(What you will do) Copy the listing below line for line, without changing a single character.

*-*-*

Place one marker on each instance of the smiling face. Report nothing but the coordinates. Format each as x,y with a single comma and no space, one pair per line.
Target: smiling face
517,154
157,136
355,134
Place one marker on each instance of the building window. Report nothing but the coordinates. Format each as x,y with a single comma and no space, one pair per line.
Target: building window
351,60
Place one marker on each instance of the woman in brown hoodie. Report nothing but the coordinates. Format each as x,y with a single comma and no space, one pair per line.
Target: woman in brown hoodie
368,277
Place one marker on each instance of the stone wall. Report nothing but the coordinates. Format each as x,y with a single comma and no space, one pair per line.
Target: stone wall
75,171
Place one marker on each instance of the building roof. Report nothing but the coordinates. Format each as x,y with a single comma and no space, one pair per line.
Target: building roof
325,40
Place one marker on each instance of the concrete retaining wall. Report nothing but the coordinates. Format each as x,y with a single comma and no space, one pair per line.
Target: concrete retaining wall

*-*-*

(Expected output)
Place one marker on each instance of the smiling face. Report nothing but the coordinates. Format each as x,y with a single comma and no space, one pair per line.
Target: smiling face
517,154
157,136
355,134
Place one marker on each instance of the building window. Report nothing but the coordinates. Format each as x,y with a single comma and no space, one pair per line.
Target: building window
351,60
Place one marker on each instance of the woman in brown hoodie. Report nothing but the coordinates. Format each as x,y with a single comma and no space, one pair per line.
Target: woman in brown hoodie
368,277
Place one marker on each instance of the stone wall. Report nothing but the coordinates. Format each as x,y with a single comma and no space, one pair per line.
Target: stone wall
75,171
Place one marker on each instance of the building roof. Report nothing but the coordinates. Format each as x,y with a single comma and no space, one pair per line.
Target: building roof
325,40
Place one marker on each instance of the concrete retaining wall. Report nothing but the coordinates. Format each as x,y with a single comma and no space, one pair per line.
Target: concrete retaining wall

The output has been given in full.